***** DATA SUPPLIED

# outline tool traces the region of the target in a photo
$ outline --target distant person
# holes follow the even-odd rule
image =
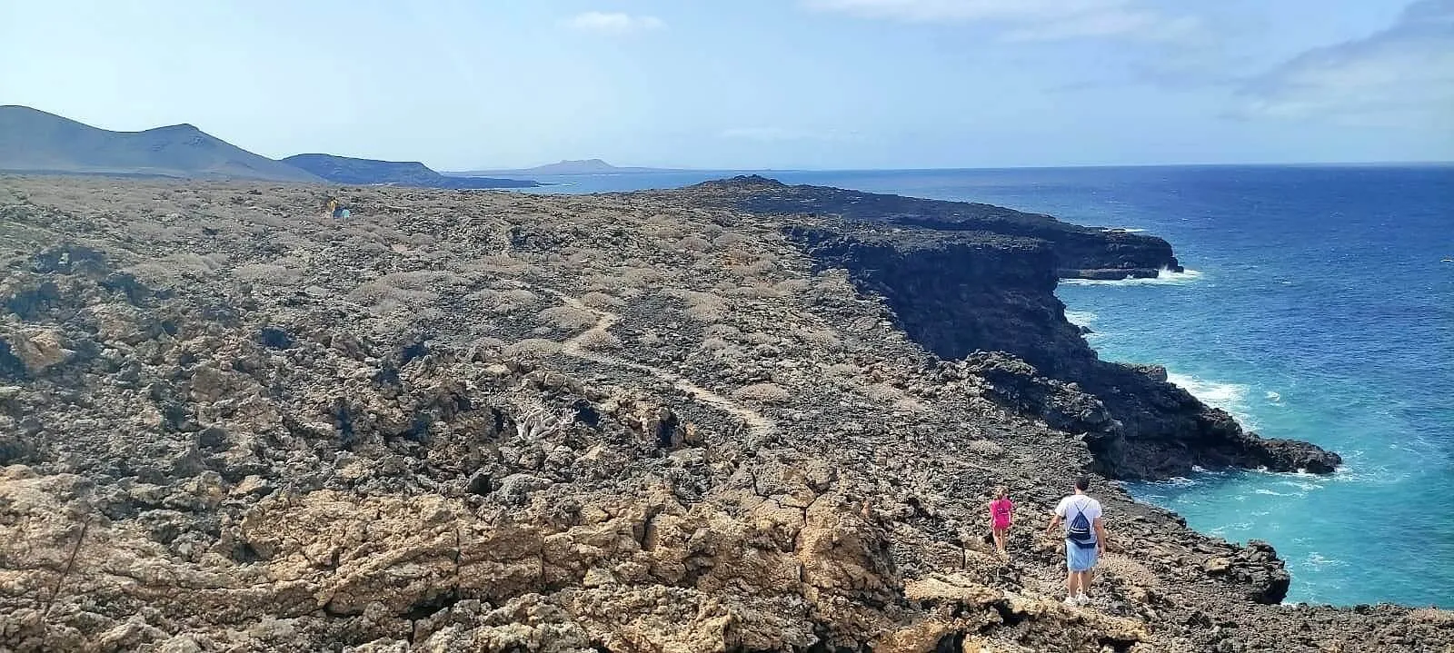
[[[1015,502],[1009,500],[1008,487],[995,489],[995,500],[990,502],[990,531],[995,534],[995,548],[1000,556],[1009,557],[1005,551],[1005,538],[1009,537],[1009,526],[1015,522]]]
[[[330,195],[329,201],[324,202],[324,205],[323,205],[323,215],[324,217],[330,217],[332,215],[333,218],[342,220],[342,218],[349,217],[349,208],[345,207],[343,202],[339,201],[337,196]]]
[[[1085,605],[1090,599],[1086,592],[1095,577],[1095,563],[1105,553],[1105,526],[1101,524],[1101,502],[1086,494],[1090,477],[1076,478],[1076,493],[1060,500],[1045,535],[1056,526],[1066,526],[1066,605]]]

**********
***** DATA SUPPLIED

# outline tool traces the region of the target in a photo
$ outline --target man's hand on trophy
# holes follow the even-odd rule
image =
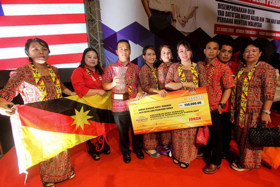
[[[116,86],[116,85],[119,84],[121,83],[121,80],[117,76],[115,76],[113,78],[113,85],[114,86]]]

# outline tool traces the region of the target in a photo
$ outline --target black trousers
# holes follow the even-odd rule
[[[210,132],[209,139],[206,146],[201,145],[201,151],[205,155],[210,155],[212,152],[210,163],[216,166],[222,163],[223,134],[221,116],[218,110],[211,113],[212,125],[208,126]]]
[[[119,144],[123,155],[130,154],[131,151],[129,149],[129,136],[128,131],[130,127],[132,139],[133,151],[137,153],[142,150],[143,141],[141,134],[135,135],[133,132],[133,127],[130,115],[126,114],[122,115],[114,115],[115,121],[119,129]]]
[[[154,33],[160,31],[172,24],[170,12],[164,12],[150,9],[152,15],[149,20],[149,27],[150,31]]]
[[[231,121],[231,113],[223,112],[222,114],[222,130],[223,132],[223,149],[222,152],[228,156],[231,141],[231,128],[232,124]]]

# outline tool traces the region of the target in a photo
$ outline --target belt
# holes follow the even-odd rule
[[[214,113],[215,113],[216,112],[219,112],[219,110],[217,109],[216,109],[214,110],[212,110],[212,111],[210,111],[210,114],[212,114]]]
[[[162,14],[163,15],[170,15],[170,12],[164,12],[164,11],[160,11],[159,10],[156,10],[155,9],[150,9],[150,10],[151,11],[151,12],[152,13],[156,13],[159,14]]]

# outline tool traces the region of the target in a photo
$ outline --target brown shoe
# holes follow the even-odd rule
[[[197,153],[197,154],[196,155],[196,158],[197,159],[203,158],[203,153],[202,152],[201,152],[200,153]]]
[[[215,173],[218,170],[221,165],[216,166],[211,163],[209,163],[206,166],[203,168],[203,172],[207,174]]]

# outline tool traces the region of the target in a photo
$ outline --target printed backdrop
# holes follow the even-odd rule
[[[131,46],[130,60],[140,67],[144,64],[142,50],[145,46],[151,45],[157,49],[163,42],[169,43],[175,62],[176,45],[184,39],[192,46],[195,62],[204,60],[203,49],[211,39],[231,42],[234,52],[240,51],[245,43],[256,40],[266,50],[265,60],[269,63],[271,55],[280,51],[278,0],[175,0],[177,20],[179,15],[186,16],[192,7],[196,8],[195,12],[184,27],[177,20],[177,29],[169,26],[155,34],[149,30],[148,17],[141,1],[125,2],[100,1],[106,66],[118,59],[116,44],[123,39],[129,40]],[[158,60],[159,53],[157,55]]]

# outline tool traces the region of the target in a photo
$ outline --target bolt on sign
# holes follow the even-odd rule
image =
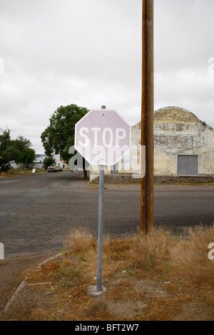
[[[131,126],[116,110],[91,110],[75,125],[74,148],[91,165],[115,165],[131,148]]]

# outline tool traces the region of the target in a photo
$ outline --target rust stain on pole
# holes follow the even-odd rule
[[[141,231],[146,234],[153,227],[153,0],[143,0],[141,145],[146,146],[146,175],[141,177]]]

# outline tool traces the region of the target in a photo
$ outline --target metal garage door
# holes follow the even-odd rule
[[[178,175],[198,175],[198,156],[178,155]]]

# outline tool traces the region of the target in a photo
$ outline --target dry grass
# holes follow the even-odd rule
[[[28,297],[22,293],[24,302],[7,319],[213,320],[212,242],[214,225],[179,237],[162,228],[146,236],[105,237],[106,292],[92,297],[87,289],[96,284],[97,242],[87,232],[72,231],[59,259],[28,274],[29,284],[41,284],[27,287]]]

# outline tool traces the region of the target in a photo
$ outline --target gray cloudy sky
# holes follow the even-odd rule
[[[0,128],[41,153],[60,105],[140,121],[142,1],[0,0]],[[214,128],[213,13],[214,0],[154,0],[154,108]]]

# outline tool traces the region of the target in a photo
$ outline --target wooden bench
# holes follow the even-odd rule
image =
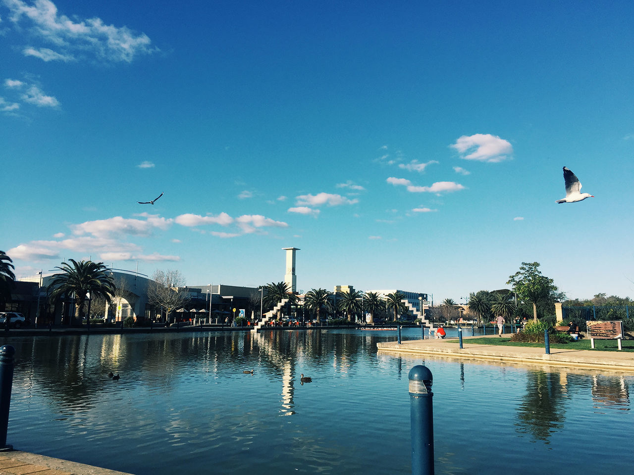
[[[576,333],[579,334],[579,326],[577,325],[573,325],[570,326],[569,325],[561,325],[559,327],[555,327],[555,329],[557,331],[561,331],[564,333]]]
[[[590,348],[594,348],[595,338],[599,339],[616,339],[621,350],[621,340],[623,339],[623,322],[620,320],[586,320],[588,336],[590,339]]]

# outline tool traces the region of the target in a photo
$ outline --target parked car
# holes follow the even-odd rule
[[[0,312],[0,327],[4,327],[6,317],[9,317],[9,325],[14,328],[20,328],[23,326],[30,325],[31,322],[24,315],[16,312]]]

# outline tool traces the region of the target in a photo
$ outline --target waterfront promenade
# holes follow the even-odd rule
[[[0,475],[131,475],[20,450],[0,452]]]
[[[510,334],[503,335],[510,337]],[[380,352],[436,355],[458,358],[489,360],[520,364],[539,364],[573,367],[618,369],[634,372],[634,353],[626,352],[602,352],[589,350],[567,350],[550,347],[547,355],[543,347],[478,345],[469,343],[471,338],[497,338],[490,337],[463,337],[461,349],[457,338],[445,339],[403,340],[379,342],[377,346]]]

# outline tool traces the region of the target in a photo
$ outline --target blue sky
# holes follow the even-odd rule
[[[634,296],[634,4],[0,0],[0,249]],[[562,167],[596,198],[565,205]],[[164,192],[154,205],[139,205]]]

**********
***** DATA SUPPLIED

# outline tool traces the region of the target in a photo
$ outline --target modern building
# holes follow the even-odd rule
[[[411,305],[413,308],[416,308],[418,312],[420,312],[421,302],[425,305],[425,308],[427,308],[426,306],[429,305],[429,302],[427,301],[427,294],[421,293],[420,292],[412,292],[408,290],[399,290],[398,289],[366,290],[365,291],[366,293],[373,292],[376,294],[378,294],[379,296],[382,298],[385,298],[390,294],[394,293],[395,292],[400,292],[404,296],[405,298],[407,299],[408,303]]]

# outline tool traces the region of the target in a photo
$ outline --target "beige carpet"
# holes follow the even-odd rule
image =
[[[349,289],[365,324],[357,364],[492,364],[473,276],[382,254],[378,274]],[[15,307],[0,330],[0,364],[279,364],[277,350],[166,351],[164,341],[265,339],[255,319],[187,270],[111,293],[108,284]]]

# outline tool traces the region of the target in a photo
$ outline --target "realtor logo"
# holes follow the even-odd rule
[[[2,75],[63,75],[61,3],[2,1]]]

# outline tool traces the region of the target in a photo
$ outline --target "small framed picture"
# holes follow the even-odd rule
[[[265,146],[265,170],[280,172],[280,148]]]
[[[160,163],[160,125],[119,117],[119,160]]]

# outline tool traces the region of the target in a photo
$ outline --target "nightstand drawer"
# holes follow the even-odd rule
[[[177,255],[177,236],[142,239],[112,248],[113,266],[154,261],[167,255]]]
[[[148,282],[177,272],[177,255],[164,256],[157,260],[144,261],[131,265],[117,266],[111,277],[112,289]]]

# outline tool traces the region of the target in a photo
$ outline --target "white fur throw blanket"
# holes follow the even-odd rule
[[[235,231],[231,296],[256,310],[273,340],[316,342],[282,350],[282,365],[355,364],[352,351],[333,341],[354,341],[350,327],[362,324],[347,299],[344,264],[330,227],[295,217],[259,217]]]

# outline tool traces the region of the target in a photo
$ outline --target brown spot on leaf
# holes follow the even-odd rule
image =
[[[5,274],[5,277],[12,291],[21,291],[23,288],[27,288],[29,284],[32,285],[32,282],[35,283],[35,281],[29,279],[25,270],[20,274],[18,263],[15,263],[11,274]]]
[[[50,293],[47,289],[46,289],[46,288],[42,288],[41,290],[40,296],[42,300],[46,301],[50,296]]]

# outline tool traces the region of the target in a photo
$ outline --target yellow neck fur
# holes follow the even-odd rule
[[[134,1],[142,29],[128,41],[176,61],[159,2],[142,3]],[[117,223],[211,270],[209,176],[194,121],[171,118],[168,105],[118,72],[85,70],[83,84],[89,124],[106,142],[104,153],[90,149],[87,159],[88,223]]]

**********

EXERCISE REQUIREMENTS
Select every line of the material above that contains the word "brown", matching case.

RESULT OF THIS EXERCISE
$ outline --target brown shoe
$ outline --target brown spot on leaf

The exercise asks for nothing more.